■ **EXCERPT PROVIDED**:
•••

Now you know the main functions of the tidyverse package that will allow you to wrangle efficiently. The list is not exhaustive and as I said I do not know all the functions! However here a small list of the tidyverse
functions worth mentionning. You can look them up in R by typing ?NAME_FUNCTION
or on google.
transmute
rename
starts_with
ends_with
slice
During next lab we will finish the bloc on Data visualisation and data wrangling. We will mainly repeat what we have been doing, using the same functions.
First, download the dataset here:
As you may see, this is an .rda file. A .rda file is basically a compressed R file. I saved this file in the folder “data”. TO open it I should write:
load("data/ncbikecrash.rda")
You will use what you learned form the previous labs and answer these questions:
Question 1: Run View(ncbikecrash) in your Console to view the data in the data viewer. What does each row in the dataset represent?
Question 2: How many bike crashes were recorded in NC between 2007 and 2014? How many variables are recorded on these crashes?
Question 3: How many bike crashes occurred in residential development areas where the driver was between 0 and 19 years old?
Question 4: Create a frequency table of the estimated speed of the car (driver_est_speed) involved in the crash. What is the most common estimated speed range in the dataset?
Good luck!

•••

■ **SOURCE EXCERPT**:
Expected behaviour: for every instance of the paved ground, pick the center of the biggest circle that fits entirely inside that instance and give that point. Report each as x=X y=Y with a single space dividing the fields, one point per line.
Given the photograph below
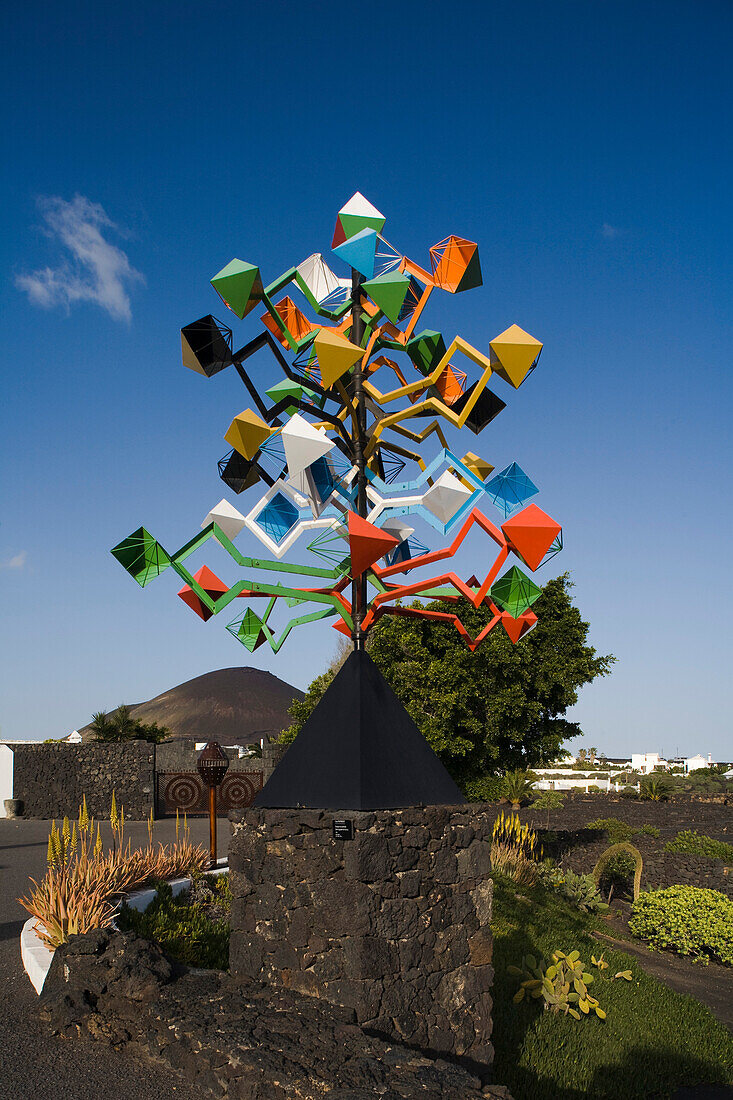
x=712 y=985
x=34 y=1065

•••

According to the R lab text, what is a .rda file?

A compressed R file.